WHAT THIS TASK INVOLVES - Please edit the part of the records that opens with the line containing "In this picture, where can the surfer riding" and closes with the line containing "point(238, 224)", changing "turquoise wave face" to "blue-green wave face" and leaving everything else as it is.

(Point annotation records)

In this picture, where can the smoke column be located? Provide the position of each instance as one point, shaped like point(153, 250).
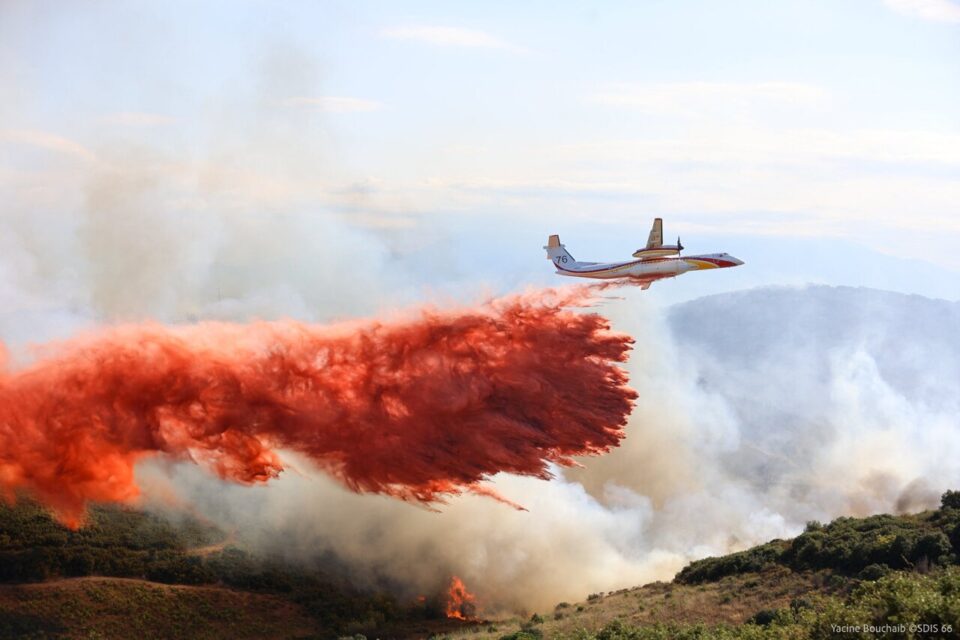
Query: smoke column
point(416, 408)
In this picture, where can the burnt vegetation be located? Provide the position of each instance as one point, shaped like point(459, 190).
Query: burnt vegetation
point(119, 542)
point(191, 581)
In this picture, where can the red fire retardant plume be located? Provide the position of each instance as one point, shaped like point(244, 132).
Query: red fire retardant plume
point(416, 408)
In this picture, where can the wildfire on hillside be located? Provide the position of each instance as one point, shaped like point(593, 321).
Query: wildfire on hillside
point(461, 604)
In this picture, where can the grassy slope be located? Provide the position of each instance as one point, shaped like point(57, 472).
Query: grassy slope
point(128, 608)
point(881, 569)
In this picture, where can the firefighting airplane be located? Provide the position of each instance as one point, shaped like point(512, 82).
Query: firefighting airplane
point(654, 262)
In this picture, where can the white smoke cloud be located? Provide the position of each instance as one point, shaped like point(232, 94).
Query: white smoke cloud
point(756, 413)
point(725, 449)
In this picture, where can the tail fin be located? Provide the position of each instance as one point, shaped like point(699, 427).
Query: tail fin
point(557, 253)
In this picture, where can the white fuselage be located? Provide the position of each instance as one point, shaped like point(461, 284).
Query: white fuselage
point(652, 269)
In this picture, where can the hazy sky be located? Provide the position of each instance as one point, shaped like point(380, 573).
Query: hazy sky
point(816, 140)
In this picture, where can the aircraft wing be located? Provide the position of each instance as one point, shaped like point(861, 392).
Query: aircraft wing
point(656, 234)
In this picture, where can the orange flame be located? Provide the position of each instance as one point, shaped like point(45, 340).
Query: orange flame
point(461, 604)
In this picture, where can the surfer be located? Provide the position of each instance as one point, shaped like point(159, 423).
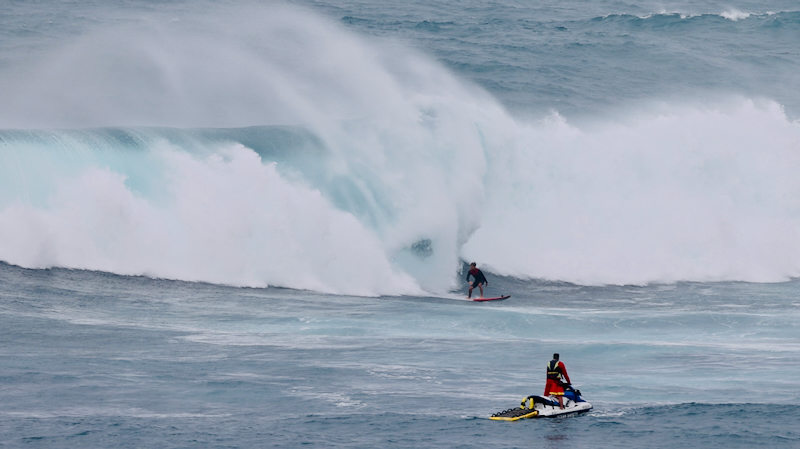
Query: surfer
point(479, 279)
point(555, 386)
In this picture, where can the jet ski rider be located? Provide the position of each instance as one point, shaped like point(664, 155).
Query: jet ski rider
point(555, 386)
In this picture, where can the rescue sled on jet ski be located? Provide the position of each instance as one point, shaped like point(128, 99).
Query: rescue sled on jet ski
point(546, 407)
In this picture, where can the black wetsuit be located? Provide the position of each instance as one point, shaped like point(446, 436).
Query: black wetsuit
point(478, 275)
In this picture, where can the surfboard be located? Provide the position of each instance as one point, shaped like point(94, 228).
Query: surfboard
point(499, 298)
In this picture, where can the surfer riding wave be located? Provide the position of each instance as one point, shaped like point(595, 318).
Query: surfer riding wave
point(479, 279)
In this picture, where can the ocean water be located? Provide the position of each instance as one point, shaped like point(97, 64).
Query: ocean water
point(246, 224)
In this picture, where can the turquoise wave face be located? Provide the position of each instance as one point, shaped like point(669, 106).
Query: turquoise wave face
point(192, 141)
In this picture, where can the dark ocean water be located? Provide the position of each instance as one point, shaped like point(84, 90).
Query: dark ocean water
point(238, 224)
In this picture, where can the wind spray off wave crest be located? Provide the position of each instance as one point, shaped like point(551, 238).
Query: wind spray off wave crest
point(392, 187)
point(693, 193)
point(385, 172)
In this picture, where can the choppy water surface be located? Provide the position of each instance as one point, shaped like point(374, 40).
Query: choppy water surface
point(240, 224)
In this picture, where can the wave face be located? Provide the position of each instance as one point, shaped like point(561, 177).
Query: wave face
point(265, 145)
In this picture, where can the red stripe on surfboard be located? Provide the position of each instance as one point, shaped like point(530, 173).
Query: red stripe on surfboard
point(492, 299)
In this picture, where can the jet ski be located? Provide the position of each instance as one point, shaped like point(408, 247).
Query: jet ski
point(545, 407)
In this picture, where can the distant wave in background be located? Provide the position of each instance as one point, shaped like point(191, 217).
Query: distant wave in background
point(269, 146)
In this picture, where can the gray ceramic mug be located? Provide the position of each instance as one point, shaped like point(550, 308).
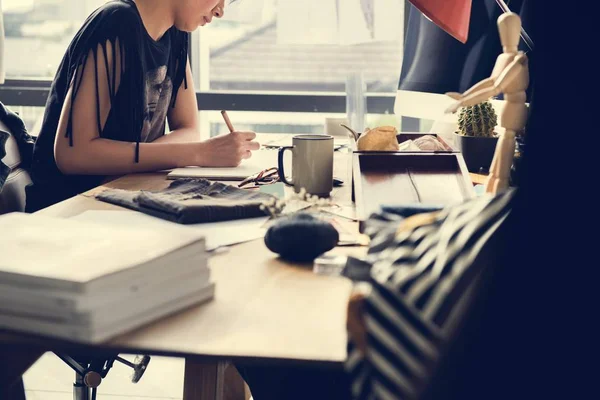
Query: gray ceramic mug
point(312, 164)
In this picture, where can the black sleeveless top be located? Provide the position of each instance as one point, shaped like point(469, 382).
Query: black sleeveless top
point(153, 71)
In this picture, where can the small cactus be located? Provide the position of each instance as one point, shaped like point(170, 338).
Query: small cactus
point(478, 120)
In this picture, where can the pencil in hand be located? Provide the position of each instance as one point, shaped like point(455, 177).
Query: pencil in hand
point(227, 121)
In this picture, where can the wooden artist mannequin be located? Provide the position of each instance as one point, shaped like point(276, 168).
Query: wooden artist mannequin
point(510, 76)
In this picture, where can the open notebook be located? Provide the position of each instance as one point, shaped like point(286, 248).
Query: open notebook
point(261, 159)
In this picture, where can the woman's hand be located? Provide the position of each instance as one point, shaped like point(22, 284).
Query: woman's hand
point(227, 150)
point(355, 320)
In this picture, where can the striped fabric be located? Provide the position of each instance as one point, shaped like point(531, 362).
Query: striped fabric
point(419, 282)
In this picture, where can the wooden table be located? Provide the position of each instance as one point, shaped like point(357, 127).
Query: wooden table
point(264, 309)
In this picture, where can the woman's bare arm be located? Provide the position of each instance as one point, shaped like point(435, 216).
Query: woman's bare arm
point(93, 155)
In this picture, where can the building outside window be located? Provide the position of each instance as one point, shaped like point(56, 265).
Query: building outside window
point(230, 56)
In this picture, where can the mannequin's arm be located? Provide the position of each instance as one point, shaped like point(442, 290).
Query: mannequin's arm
point(506, 77)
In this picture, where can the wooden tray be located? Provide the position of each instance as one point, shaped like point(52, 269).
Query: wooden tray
point(404, 136)
point(400, 178)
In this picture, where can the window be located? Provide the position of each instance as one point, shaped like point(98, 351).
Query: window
point(238, 64)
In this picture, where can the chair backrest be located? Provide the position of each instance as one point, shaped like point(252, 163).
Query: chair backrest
point(12, 196)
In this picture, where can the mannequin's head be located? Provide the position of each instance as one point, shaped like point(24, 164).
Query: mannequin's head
point(509, 27)
point(190, 14)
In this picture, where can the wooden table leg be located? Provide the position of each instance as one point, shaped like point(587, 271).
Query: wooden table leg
point(14, 361)
point(212, 381)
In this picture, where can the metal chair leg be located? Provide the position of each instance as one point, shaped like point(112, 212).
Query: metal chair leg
point(80, 389)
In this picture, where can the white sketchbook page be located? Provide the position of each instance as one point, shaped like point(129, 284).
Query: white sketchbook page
point(307, 22)
point(216, 234)
point(47, 248)
point(260, 160)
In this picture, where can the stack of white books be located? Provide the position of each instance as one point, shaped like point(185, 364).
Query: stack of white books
point(90, 282)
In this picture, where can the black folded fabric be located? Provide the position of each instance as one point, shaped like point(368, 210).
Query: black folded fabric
point(191, 201)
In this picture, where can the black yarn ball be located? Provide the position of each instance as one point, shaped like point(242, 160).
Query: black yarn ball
point(301, 238)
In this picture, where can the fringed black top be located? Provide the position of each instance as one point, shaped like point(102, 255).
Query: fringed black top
point(150, 74)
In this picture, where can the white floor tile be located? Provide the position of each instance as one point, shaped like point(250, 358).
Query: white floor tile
point(39, 395)
point(52, 377)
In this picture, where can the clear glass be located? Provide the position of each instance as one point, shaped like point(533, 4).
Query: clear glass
point(245, 54)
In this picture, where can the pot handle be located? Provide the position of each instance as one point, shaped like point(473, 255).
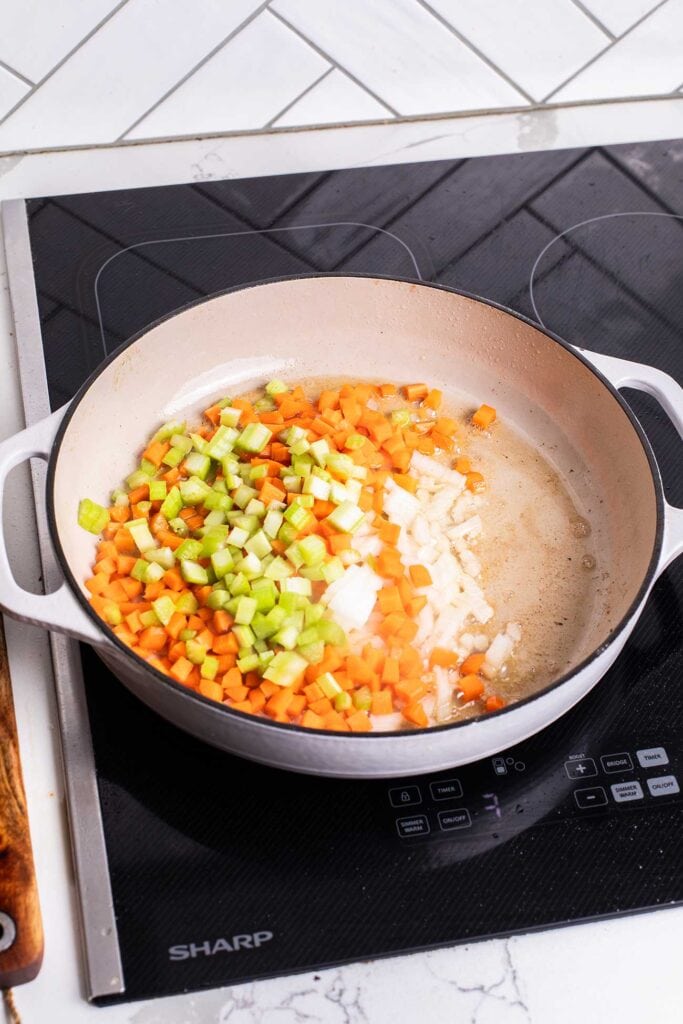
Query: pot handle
point(624, 373)
point(58, 611)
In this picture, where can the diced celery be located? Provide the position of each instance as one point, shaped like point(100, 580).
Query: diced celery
point(198, 465)
point(244, 635)
point(313, 549)
point(248, 664)
point(168, 429)
point(298, 516)
point(285, 668)
point(222, 562)
point(316, 487)
point(139, 531)
point(294, 555)
point(296, 585)
point(164, 607)
point(330, 632)
point(238, 537)
point(245, 611)
point(172, 504)
point(342, 701)
point(253, 438)
point(258, 545)
point(332, 569)
point(222, 442)
point(240, 586)
point(256, 508)
point(186, 603)
point(279, 569)
point(229, 417)
point(346, 517)
point(92, 516)
point(272, 522)
point(329, 684)
point(217, 599)
point(319, 450)
point(193, 572)
point(287, 637)
point(179, 526)
point(196, 651)
point(188, 549)
point(244, 495)
point(194, 491)
point(209, 667)
point(163, 556)
point(214, 539)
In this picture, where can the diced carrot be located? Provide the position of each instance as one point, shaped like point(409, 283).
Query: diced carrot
point(471, 687)
point(443, 657)
point(484, 416)
point(420, 576)
point(472, 665)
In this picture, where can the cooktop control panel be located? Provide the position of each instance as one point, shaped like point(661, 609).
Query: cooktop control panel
point(506, 794)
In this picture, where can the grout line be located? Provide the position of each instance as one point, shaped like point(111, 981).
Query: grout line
point(416, 119)
point(63, 60)
point(16, 74)
point(474, 49)
point(243, 25)
point(591, 16)
point(334, 64)
point(600, 53)
point(289, 105)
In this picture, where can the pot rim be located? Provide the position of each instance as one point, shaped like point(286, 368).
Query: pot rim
point(394, 735)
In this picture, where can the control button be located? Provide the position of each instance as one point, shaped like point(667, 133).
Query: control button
point(651, 757)
point(623, 792)
point(417, 825)
point(406, 796)
point(582, 768)
point(616, 762)
point(447, 788)
point(663, 785)
point(449, 820)
point(595, 797)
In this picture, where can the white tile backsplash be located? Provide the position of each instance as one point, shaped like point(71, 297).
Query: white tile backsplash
point(556, 39)
point(617, 15)
point(11, 90)
point(153, 69)
point(647, 59)
point(403, 54)
point(35, 35)
point(232, 90)
point(333, 100)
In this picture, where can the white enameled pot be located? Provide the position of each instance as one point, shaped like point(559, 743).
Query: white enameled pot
point(335, 326)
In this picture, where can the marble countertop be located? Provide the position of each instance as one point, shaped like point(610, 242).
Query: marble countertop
point(624, 970)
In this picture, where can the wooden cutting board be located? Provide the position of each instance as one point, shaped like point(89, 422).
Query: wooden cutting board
point(20, 926)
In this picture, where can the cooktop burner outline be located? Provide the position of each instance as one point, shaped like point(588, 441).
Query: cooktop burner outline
point(230, 235)
point(573, 227)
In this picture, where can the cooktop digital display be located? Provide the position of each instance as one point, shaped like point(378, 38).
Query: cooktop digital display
point(223, 870)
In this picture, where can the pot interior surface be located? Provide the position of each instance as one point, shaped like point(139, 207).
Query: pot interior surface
point(381, 330)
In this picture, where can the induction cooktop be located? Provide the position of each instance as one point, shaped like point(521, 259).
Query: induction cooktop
point(199, 869)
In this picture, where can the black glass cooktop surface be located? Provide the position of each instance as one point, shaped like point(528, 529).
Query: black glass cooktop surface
point(223, 870)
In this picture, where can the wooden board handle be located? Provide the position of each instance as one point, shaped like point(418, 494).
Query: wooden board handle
point(20, 926)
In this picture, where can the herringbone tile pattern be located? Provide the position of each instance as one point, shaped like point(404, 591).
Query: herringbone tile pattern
point(88, 72)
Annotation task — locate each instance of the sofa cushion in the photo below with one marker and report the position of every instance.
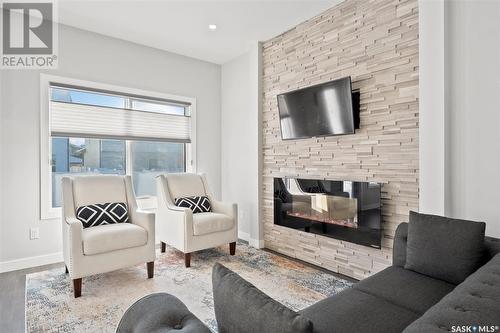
(206, 223)
(408, 289)
(99, 214)
(158, 313)
(474, 302)
(355, 311)
(241, 307)
(444, 248)
(185, 185)
(198, 204)
(112, 237)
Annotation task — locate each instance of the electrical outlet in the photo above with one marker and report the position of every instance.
(34, 233)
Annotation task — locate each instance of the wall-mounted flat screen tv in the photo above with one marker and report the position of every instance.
(321, 110)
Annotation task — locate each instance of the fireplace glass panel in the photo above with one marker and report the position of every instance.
(344, 210)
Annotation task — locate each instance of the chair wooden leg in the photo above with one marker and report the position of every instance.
(151, 269)
(77, 287)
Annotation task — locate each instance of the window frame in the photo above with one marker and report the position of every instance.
(47, 212)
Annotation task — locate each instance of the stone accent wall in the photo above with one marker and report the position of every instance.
(376, 43)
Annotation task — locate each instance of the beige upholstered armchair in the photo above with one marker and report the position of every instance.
(188, 232)
(106, 247)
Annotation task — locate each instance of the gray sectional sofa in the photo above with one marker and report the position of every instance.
(397, 299)
(445, 277)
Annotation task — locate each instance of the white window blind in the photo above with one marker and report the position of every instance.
(89, 121)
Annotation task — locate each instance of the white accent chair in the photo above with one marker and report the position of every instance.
(109, 247)
(188, 232)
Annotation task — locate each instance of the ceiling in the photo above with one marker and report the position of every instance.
(182, 26)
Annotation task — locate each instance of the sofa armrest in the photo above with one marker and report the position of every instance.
(73, 241)
(399, 246)
(144, 219)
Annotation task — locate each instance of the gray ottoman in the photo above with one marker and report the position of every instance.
(159, 313)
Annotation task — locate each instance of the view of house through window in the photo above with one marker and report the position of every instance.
(143, 160)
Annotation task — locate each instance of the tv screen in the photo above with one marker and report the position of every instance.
(321, 110)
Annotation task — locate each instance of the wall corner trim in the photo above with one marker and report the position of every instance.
(29, 262)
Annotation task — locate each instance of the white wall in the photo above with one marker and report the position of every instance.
(240, 141)
(89, 56)
(473, 111)
(431, 108)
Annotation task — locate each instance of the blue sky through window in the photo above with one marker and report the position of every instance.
(89, 98)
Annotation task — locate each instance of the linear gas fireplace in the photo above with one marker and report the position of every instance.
(343, 210)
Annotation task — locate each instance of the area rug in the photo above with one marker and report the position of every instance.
(50, 306)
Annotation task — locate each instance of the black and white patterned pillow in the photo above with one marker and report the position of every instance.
(99, 214)
(196, 204)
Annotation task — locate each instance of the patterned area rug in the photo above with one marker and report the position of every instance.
(50, 306)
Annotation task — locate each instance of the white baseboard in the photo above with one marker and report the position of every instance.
(46, 259)
(257, 243)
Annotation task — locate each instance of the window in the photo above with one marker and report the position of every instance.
(96, 131)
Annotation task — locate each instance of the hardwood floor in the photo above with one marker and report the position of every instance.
(12, 298)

PROBLEM SOLUTION -
In this picture, where can the surfer riding wave be located? Provide the position of each instance as one point, shaped like point(595, 318).
Query: surfer riding wave
point(479, 279)
In this picture, where can the ocean water be located? Provide the position of each instance as one point, shaped like point(97, 64).
Query: ocean water
point(246, 224)
In this picture, where can the blue-green wave face be located? Provide the position of each instance as one point, shaped like point(669, 106).
Query: blue-green wave face
point(192, 141)
In this picture, where can the dark ocean water be located? Provide the position of each instance as one point, shaped like point(84, 90).
Query: dark ocean water
point(238, 224)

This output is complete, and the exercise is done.